* _Problem statement_
Rewrite every line of the items below as a JSON list of strings, one string per line, leaving out any blank lines.

* _Rows_
------------
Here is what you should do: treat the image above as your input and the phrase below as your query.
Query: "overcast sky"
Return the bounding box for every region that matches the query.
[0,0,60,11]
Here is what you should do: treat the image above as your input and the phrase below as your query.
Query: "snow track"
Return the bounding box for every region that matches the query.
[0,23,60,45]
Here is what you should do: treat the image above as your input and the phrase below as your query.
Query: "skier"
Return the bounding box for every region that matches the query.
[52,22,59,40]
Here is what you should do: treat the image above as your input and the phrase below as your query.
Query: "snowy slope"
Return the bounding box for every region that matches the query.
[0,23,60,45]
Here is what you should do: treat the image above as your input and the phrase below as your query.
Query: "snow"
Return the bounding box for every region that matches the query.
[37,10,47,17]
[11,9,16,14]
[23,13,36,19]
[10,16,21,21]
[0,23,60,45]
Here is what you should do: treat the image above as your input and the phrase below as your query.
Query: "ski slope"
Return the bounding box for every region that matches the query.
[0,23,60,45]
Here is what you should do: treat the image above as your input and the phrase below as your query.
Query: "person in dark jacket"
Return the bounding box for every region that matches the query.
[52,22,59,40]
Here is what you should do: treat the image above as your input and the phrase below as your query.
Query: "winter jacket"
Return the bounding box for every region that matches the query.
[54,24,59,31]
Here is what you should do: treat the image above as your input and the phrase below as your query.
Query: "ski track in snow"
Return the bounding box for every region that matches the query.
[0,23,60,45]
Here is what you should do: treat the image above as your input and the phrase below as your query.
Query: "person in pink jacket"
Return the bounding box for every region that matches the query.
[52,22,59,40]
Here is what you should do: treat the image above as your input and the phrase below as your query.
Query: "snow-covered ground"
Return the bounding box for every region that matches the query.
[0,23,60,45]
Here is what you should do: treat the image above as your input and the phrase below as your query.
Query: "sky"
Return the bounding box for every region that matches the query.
------------
* _The result_
[
  "Here is what you should do: treat the image above as your input and the phrase below as your query.",
  "Query: \"overcast sky\"",
  "Return the bounding box for every region that matches the query.",
  "[0,0,60,11]",
  "Here is what you should do: treat the image above as your input and the phrase below as your query.",
  "Query: \"snow track\"",
  "Return the bounding box for every region that matches the query.",
  "[0,23,60,45]",
  "Here is what you should do: treat the image above as your input and the phrase below as your query.",
  "Query: \"skier\"",
  "Return the bounding box for every region that matches the query.",
  "[52,22,59,40]",
  "Here is what you should do: treat the image above as your input and the phrase below as your query.",
  "Query: \"snowy slope\"",
  "Return the bounding box for every region that matches the query.",
  "[0,23,60,45]",
  "Here is what you should do: treat the image above as your input and the phrase below as your query.",
  "Query: \"snow\"",
  "Return the bounding box for every region that matches the query.",
  "[37,10,47,17]",
  "[11,9,16,14]",
  "[23,13,36,19]",
  "[10,16,21,21]",
  "[0,23,60,45]",
  "Here is what you should do: treat the image above as your input and the phrase below as your query.",
  "Query: \"ski slope\"",
  "Return the bounding box for every region that matches the query.",
  "[0,23,60,45]",
  "Here is what you should do: treat the image above as your input and the phrase below as your query.",
  "Query: \"person in dark jacket\"",
  "Return the bounding box for every region that matches the query.",
  "[52,22,59,40]",
  "Here is what you should do: treat the image above as your input and the phrase below as your query.",
  "Query: \"winter jacket\"",
  "Return the bounding box for every region that matches the query.",
  "[54,24,59,31]",
  "Here is what you should do: treat the image above as your input and the phrase below as your query.",
  "Query: \"ski track in snow\"",
  "Return the bounding box for every region that matches the query.",
  "[0,23,60,45]",
  "Here is what you should do: treat the image above as your input and the phrase below as your query.",
  "Query: \"person in pink jacket\"",
  "Return the bounding box for every region that matches the query.",
  "[52,22,59,40]",
  "Here is what you should do: treat the image above as your input and the phrase below as your query.",
  "Query: \"snow-covered ground\"",
  "Return the bounding box for every region that matches the query.",
  "[0,23,60,45]",
  "Here is what you should do: treat the image above as your input and the phrase below as your query.",
  "Query: \"sky\"",
  "Return the bounding box for every region that matches the query."
]